DIRECTIVE
Reproduce the records word for word, beginning at the line containing "point per instance: pistol trigger" and continuing through the line containing "point per instance: ear -- pixel coordinates", both lines included.

DATASET

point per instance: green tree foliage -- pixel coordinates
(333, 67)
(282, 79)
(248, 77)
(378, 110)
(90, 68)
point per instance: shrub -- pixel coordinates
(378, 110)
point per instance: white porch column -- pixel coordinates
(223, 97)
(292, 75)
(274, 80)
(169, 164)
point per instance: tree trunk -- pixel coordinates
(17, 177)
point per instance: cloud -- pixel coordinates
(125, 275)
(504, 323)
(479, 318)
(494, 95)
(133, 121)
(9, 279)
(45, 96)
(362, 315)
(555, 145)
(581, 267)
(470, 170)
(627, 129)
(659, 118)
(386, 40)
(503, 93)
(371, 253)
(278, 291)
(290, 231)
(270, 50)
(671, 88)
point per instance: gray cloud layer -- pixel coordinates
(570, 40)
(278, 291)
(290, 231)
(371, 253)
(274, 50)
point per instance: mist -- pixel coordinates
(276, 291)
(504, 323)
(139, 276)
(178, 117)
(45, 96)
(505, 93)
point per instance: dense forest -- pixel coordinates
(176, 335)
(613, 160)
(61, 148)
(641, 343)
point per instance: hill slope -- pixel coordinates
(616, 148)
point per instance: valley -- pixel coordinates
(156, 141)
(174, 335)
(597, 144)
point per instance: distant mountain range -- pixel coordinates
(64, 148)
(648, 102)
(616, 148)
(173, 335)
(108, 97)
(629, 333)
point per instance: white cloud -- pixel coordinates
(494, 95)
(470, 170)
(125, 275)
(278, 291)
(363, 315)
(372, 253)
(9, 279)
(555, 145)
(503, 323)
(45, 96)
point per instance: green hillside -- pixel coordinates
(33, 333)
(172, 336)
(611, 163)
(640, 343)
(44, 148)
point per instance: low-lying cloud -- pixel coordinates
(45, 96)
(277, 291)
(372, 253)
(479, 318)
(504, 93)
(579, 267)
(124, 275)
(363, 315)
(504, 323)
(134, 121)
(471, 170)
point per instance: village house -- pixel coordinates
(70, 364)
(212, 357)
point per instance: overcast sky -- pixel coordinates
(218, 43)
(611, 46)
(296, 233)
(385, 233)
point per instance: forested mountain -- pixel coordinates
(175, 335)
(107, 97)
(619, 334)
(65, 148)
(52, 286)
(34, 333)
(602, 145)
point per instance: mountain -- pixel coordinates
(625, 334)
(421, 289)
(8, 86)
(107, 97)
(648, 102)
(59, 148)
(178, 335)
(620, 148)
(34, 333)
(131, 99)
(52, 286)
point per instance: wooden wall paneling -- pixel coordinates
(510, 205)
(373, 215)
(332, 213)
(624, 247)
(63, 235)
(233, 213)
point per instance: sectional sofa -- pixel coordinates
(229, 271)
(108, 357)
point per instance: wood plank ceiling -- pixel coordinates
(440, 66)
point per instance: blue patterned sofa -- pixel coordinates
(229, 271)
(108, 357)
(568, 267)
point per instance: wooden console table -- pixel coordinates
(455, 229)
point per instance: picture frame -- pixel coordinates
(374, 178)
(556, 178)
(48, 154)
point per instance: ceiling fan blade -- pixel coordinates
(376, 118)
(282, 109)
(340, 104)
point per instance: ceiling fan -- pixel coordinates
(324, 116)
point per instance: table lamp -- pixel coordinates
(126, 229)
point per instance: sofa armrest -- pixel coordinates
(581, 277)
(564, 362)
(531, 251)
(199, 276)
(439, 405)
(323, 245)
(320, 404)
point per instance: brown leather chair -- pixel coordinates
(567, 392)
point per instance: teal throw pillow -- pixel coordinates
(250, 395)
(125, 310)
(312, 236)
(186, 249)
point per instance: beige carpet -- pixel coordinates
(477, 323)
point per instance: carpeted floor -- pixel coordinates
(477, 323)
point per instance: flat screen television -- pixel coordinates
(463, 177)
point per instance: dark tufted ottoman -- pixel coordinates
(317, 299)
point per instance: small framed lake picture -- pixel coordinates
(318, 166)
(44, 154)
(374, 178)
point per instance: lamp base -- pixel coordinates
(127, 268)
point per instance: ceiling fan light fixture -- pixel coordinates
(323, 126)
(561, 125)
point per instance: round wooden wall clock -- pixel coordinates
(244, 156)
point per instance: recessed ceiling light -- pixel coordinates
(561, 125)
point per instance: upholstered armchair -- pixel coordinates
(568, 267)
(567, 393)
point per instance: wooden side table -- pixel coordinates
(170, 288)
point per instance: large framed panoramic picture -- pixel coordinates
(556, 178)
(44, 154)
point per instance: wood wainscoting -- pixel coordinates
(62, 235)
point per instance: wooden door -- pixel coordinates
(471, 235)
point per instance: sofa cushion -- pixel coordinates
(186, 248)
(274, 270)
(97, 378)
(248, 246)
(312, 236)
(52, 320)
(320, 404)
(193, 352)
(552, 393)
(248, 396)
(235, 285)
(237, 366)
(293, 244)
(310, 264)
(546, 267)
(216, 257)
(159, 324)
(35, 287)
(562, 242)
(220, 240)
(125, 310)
---
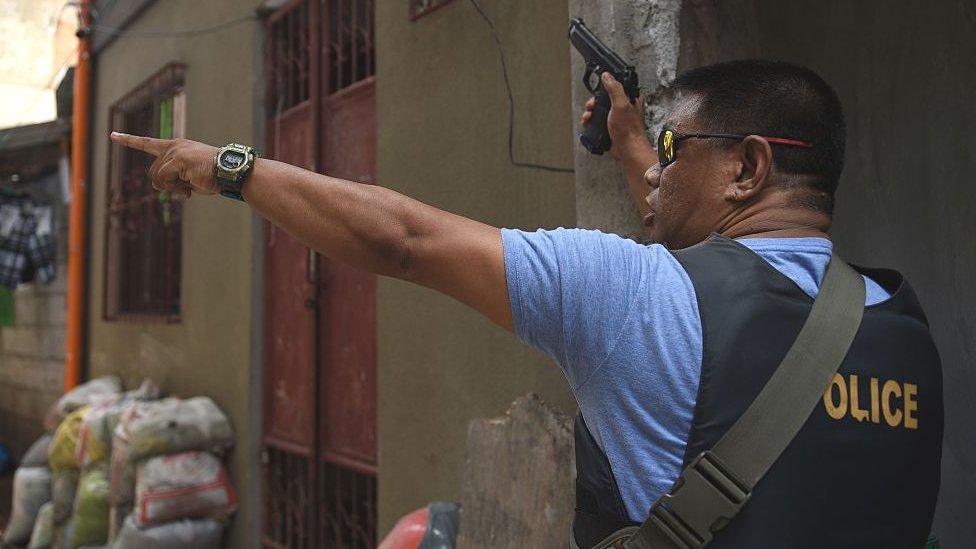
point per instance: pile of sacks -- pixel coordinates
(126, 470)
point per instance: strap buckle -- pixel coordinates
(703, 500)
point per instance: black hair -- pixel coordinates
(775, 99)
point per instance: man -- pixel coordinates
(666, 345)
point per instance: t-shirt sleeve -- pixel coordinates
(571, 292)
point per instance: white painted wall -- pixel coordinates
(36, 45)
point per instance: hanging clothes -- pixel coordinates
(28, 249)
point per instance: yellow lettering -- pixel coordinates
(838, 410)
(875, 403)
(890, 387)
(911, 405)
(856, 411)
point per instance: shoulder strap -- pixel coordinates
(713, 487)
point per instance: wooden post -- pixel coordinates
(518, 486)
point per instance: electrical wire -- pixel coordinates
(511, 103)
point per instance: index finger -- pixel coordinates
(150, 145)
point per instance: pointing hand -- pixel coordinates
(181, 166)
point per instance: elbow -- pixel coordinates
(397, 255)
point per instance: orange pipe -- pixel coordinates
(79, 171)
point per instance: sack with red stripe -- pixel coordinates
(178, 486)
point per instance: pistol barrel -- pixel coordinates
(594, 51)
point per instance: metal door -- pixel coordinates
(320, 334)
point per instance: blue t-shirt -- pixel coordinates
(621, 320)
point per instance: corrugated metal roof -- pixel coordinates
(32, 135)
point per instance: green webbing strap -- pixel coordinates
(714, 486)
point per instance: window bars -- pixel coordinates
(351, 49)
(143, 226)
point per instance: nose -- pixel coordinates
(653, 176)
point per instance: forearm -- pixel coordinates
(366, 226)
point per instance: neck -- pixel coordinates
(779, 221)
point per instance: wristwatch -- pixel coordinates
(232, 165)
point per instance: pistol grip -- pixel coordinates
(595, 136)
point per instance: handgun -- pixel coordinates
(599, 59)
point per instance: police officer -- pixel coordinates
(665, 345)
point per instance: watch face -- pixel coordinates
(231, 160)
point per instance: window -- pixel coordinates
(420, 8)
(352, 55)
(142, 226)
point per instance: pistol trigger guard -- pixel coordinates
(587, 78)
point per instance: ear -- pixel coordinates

OUTPUT FOR THIS TASK
point per instance: pistol trigger guard -- pixel coordinates
(587, 78)
point per instance: ear -- pixel coordinates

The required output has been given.